§ TASK STATEMENT
Starting at the line that contains "Exercise. Point to the short" and continuing through the end of the entries, write out those lines again with the requests included. Increase every coordinate number in the answers by 117.

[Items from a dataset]

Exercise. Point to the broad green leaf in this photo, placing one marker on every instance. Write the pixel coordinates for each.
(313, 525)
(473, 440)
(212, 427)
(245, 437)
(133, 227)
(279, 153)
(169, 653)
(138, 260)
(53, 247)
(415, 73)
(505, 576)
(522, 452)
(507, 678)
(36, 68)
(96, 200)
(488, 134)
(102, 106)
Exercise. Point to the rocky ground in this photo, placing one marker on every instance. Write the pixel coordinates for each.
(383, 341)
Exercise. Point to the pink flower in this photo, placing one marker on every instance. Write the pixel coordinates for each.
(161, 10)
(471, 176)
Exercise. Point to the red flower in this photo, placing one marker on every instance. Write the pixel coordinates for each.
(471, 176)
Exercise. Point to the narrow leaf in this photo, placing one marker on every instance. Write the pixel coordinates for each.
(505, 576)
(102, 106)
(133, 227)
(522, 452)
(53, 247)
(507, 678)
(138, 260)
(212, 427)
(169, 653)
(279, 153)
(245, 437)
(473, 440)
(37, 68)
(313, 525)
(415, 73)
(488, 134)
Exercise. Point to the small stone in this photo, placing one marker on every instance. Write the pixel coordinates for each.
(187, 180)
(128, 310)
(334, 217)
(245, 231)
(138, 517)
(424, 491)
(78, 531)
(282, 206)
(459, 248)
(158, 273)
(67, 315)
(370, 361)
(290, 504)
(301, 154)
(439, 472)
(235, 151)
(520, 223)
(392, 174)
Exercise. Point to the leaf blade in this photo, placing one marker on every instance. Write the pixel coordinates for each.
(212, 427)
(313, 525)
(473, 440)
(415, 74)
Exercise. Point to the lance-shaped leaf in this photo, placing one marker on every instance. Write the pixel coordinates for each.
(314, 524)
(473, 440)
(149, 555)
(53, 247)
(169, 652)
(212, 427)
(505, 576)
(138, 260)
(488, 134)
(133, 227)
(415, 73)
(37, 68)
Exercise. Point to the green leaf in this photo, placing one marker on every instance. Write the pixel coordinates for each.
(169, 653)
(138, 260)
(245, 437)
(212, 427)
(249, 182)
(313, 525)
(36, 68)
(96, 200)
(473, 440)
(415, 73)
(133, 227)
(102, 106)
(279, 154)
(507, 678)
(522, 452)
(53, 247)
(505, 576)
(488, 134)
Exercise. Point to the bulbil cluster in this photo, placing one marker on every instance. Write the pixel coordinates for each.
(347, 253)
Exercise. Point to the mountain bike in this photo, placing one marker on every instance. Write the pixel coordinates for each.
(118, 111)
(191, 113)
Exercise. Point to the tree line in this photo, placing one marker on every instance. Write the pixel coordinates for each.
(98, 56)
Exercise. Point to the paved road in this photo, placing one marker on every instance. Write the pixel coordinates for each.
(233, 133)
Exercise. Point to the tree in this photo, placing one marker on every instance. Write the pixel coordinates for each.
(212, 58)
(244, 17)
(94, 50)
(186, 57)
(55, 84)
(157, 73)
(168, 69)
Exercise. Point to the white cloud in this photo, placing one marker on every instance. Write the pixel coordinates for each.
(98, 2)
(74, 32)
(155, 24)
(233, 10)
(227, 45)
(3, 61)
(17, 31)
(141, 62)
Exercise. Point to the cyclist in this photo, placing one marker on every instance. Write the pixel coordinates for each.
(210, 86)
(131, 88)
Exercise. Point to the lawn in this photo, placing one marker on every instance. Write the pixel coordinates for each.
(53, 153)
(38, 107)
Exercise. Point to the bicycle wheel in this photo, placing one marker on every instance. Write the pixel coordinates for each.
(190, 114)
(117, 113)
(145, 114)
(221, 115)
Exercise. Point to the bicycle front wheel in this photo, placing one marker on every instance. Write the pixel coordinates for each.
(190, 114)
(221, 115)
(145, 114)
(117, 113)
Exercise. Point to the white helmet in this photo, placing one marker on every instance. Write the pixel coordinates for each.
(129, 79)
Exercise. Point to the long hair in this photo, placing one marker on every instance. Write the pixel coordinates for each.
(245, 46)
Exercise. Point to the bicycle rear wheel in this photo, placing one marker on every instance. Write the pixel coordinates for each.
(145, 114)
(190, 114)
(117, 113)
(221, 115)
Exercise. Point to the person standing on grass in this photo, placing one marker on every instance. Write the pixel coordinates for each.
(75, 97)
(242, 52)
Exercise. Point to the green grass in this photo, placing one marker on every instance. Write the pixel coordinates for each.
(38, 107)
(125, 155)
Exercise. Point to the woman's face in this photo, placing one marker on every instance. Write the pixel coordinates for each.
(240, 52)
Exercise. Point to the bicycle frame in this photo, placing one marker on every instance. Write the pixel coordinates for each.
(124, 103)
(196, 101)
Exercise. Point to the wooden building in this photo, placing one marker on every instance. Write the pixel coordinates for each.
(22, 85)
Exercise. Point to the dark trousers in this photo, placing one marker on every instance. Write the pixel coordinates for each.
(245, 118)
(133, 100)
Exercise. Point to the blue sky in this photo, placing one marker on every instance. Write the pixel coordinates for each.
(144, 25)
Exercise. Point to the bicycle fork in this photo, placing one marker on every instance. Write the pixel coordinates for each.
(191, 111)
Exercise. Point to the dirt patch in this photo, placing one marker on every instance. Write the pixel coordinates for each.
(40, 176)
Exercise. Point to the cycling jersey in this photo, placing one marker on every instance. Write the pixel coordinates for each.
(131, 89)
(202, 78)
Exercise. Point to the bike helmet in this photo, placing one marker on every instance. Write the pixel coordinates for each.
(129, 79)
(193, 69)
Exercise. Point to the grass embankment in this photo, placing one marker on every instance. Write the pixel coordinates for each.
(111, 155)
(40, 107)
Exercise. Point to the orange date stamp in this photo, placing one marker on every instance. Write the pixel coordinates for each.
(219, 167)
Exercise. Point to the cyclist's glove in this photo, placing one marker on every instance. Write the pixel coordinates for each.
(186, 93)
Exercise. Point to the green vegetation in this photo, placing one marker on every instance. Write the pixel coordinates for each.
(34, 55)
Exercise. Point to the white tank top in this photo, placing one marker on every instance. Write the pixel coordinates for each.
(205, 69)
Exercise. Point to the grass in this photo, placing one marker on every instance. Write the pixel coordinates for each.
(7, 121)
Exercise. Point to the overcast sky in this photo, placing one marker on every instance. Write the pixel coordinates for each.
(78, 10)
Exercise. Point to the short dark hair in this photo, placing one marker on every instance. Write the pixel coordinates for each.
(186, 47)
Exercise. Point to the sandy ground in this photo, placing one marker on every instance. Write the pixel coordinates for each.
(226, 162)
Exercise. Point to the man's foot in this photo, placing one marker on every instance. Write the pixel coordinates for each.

§ TASK ANSWER
Exercise. Point to the short dark hair in this photo, placing one marker on every instance. Write the pixel coordinates for each.
(303, 164)
Exercise. Point to the sandy ground in this photo, placing one marker on every instance. Write the pixel coordinates for each.
(343, 279)
Exercise. Point to the man's foot in this photo, placing one marker on every instance. Write the pixel coordinates for each.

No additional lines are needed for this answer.